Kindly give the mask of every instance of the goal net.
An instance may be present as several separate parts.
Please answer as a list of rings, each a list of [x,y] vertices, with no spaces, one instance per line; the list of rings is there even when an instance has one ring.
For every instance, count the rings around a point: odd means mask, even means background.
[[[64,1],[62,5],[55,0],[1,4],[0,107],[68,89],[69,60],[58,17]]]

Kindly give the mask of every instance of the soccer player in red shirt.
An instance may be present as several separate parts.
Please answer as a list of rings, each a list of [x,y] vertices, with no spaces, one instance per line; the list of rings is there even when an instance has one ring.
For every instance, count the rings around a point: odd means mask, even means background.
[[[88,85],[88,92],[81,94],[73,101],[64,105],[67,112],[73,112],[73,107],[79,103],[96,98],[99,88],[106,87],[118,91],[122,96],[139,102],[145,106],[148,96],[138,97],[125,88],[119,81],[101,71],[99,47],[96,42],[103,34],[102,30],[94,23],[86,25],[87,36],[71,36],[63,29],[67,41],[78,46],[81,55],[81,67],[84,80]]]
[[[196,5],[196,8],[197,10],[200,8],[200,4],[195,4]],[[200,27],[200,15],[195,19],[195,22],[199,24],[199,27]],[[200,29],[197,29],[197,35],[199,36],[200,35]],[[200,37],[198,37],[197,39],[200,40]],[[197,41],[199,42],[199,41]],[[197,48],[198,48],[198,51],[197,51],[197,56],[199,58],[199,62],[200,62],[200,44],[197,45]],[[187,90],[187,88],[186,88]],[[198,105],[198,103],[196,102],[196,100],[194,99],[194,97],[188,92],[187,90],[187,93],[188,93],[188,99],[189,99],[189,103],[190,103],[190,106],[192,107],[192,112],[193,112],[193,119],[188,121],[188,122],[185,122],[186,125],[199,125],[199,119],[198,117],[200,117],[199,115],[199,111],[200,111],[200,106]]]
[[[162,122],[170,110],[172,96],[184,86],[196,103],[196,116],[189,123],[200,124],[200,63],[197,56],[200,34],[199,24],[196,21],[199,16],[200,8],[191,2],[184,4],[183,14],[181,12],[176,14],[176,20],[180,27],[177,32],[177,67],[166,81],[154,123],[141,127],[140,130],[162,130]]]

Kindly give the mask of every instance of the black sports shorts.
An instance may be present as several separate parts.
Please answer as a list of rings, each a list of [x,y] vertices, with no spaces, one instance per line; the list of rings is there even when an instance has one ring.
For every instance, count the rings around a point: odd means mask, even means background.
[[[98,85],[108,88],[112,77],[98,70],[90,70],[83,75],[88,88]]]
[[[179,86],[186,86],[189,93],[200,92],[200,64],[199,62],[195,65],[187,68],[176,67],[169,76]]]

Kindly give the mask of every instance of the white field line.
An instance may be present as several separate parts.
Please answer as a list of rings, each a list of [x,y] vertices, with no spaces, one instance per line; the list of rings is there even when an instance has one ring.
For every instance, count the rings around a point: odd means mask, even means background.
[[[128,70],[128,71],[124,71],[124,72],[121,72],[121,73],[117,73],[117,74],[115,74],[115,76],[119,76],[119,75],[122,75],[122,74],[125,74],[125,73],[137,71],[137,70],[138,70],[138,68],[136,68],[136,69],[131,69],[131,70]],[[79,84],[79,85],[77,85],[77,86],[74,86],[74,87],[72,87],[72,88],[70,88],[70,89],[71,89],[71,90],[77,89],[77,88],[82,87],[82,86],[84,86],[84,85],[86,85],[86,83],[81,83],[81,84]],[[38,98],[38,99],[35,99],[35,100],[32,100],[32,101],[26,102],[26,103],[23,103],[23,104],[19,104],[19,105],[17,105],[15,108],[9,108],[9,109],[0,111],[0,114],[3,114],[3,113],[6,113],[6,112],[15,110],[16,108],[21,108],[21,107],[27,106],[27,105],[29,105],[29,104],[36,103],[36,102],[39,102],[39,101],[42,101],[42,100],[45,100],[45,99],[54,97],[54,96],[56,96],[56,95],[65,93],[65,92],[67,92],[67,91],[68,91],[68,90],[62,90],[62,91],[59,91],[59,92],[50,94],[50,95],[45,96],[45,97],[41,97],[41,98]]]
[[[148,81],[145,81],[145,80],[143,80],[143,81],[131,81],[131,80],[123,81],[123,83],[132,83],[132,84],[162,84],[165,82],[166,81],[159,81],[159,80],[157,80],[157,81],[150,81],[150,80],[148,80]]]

* * * * * * *

* Goal of the exercise: Repeat the data in full, keeping each word exactly as it is.

* Result of this task:
Kindly give the mask of every instance of the goal net.
An instance may be present as several separate parts.
Please answer as a list of rings, each a list of [x,y] vertices, with no spaces, one instance per line; the list of rings is there even when an instance has one ring.
For every instance, count the rings around a point: odd means mask, even means background.
[[[64,1],[62,5],[55,0],[1,4],[0,107],[68,89],[69,60],[58,17]]]

Kindly give the mask of every instance of the soccer player in red shirt.
An instance may be present as several separate parts.
Please answer as a list of rings, each a list of [x,y] vertices, with no spaces, one instance per line; the list of rings is there even when an instance has one ring.
For every instance, count the rings around a point: odd means mask, even means background.
[[[88,85],[88,92],[81,94],[73,101],[64,105],[67,112],[73,112],[73,107],[79,103],[96,98],[99,88],[106,87],[118,91],[122,96],[139,102],[145,106],[148,96],[138,97],[125,88],[119,81],[101,71],[99,47],[96,42],[103,34],[102,30],[94,23],[86,25],[87,36],[71,36],[63,29],[67,41],[78,46],[81,55],[81,67],[84,80]]]
[[[196,5],[196,8],[197,10],[200,8],[200,4],[195,4]],[[200,27],[200,15],[195,19],[195,22],[199,24],[199,27]],[[200,29],[197,29],[197,35],[199,36],[200,35]],[[200,37],[198,37],[197,39],[200,40]],[[197,41],[199,42],[199,41]],[[197,48],[198,48],[198,51],[197,51],[197,56],[199,58],[199,62],[200,62],[200,44],[197,45]],[[187,90],[187,88],[186,88]],[[198,105],[198,103],[196,102],[196,100],[194,99],[194,97],[188,92],[187,90],[187,93],[188,93],[188,99],[189,99],[189,103],[190,103],[190,106],[192,107],[192,112],[193,112],[193,119],[188,121],[188,122],[185,122],[186,125],[199,125],[199,119],[198,117],[200,117],[199,115],[199,111],[200,111],[200,106]]]
[[[162,122],[170,110],[172,96],[184,86],[196,103],[196,116],[189,123],[200,124],[200,63],[197,56],[200,34],[199,24],[196,21],[199,16],[200,8],[191,2],[184,4],[183,14],[181,12],[176,14],[176,20],[180,27],[177,32],[177,67],[166,81],[154,123],[141,127],[140,130],[162,130]]]

Kindly give the mask of every instance of the black sports shorts.
An instance may be present as several separate parts.
Please answer as a list of rings, each a list of [x,y] vertices, with no spaces, one instance per line; the list of rings is there even when an instance has one ring.
For every instance, count the rings around a point: odd means mask, even means background.
[[[98,85],[108,88],[112,77],[98,70],[90,70],[83,75],[88,88]]]
[[[179,86],[186,86],[189,93],[200,92],[200,64],[199,62],[195,65],[187,68],[176,67],[169,76]]]

Kindly give the mask of every instance of the white field line.
An instance may be present as several separate parts.
Please answer as a list of rings, each a list of [x,y] vertices, with no spaces, one instance per line; the list of rings is there even when an instance has one ring.
For every instance, count the rings around a point: odd means mask, even means background.
[[[128,70],[128,71],[124,71],[124,72],[121,72],[121,73],[117,73],[117,74],[115,74],[115,76],[119,76],[119,75],[122,75],[122,74],[125,74],[125,73],[137,71],[137,70],[138,70],[138,68],[136,68],[136,69],[131,69],[131,70]],[[79,84],[79,85],[77,85],[77,86],[74,86],[74,87],[72,87],[72,88],[70,88],[70,89],[71,89],[71,90],[77,89],[77,88],[82,87],[82,86],[84,86],[84,85],[86,85],[86,83],[81,83],[81,84]],[[38,98],[38,99],[35,99],[35,100],[32,100],[32,101],[26,102],[26,103],[23,103],[23,104],[19,104],[19,105],[17,105],[15,108],[9,108],[9,109],[0,111],[0,114],[3,114],[3,113],[6,113],[6,112],[15,110],[16,108],[21,108],[21,107],[27,106],[27,105],[29,105],[29,104],[36,103],[36,102],[39,102],[39,101],[42,101],[42,100],[45,100],[45,99],[54,97],[54,96],[56,96],[56,95],[65,93],[65,92],[67,92],[67,91],[68,91],[68,90],[62,90],[62,91],[59,91],[59,92],[50,94],[50,95],[45,96],[45,97],[41,97],[41,98]]]
[[[148,81],[145,81],[145,80],[143,80],[143,81],[131,81],[131,80],[123,81],[123,83],[132,83],[132,84],[162,84],[165,82],[166,81],[159,81],[159,80],[157,80],[157,81],[150,81],[150,80],[148,80]]]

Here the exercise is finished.